He decided to revert to boyhood
and join our sons.
I became a single parent
with three boys to care for.
I can see you pull a face there.
Here's another one.
Boy mums.
I was a girl mum for seven years before I had my son.
He's now four and I still do not identify as a boy mum.
There's nothing inherently different about him because he's a boy rather than just being a different person.
But with my girls, I always tell them they're strong and brave and clever and can do anything they want to achieve.
I don't really give that same message to my son, which may be a problem.
Thoughts?
Yeah, well, that's really interesting because I think we've reached
this really strange moment culturally where we talk about girls
in this really kind of expansive, inspirational way.
So it's like, you can be anything, you're strong, you're tough, you're brave,
break those stereotypes.
But we kind of tend to talk about boys,
and even people who are quite liberal and progressive,
tend to talk about boys in these quite essentializing ways.
So I hear a lot of, you know, boys are like dogs.
That's one that people keep saying to me, you know,
all they need is exercise and food and just, you know, wear them out. You know, and there's sort of a grain of truth in it,
but it's also, you know, it's very limiting. And, you know, boys will be boys and just, you know,
boys can't sit still. Boys don't like reading. Boys, you know, boys only want to play with
trucks. And, you know, and I think a lot of girls go through a princess phase where they really only want to play with princesses but nobody's saying oh well they're just like that
that's just what they're innately like and so we should not try and expose them to anything else.
Do you think it makes a difference when it is all boys in the family like when they don't have a
sister? Yeah and there's lots of really interesting research on that
that shows that having sisters really benefits boys
and helps them learn these kind of relational and emotional skills
and it sets a different kind of tone in the family.
And I think with three boys, you know, they kind of boy each other,
you know, that you're really doubling down on that boy energy
and boy sort of boy tropes. And they don't get exposed to so many things just by kind of natural, organic osmosis.
Because you talk about boys might learn and benefit from girl culture.
Also, again, in inverted commas. Give me an example.
Well, I think it really is about this idea of having access to your emotions and also about building intimacy and friendships.
A lot of the, you know, I interviewed lots and lots of boys and, you know, I've heard this thing that, you know, male friendships aren't worse.
They're just different. But a lot of the boys I spoke to felt like they really couldn't talk to their friends about anything kind of emotional or vulnerable or personal and they actually really wanted to they weren't happy with the situation and they wanted to have these deeper and more
emotionally close relationships but they felt like they didn't have the kind of social permission
to do that and I think girls just get absolutely bombarded with all these kind of friendship and
relationship stories and narratives and role models and they can see themselves in those roles
and so it's just much easier for them to access that so when I say girl culture I'm not talking and relationship stories and narratives and role models, and they can see themselves in those roles.

### [Location labeling records]
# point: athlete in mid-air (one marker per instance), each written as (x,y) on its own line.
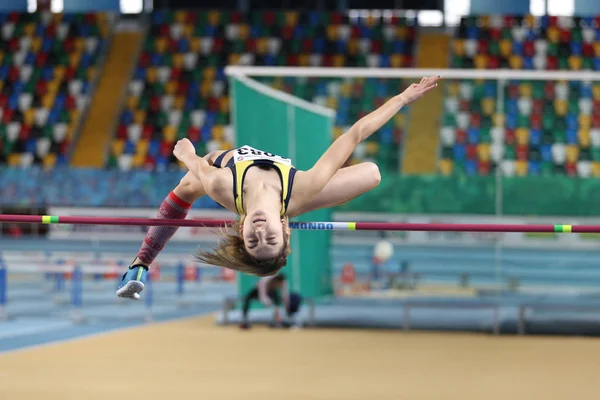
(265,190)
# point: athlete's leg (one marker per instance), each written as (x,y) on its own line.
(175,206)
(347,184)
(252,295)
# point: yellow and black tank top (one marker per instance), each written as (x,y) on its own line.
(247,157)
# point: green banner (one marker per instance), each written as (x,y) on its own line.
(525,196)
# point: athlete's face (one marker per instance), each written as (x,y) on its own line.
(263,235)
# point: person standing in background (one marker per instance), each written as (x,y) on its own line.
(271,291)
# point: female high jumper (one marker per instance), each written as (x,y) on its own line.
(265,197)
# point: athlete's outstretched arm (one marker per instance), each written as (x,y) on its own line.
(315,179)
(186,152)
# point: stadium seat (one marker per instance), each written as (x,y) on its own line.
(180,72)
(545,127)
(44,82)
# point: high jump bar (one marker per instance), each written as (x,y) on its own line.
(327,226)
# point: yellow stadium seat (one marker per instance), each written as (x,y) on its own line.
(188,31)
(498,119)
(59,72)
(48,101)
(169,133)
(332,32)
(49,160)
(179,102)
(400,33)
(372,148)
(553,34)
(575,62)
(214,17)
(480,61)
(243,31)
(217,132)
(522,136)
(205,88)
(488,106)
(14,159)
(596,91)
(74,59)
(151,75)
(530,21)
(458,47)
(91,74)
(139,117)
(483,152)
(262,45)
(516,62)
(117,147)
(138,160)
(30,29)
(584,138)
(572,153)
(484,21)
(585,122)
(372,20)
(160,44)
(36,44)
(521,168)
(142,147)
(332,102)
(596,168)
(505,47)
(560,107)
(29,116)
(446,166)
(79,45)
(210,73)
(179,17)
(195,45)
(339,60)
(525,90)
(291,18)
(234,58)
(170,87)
---
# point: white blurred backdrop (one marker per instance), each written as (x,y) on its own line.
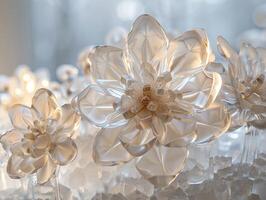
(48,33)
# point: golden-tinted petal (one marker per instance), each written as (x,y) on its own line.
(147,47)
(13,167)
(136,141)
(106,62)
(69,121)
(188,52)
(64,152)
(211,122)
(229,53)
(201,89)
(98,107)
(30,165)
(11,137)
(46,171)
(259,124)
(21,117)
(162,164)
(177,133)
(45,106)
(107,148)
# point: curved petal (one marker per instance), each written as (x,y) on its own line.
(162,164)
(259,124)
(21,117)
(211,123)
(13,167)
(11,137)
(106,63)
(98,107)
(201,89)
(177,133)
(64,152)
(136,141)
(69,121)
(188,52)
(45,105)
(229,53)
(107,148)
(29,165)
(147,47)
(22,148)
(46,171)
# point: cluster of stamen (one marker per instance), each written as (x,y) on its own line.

### [Task requirements]
1/ In the parenting discussion, what does the research on sisters show they do for boys?
2/ Repeat the stretch of the parenting discussion from "I was a girl" through "a different person.".

### [The responses]
1/ Having sisters benefits boys and helps them learn relational and emotional skills.

2/
I was a girl mum for seven years before I had my son.
He's now four and I still do not identify as a boy mum.
There's nothing inherently different about him because he's a boy rather than just being a different person.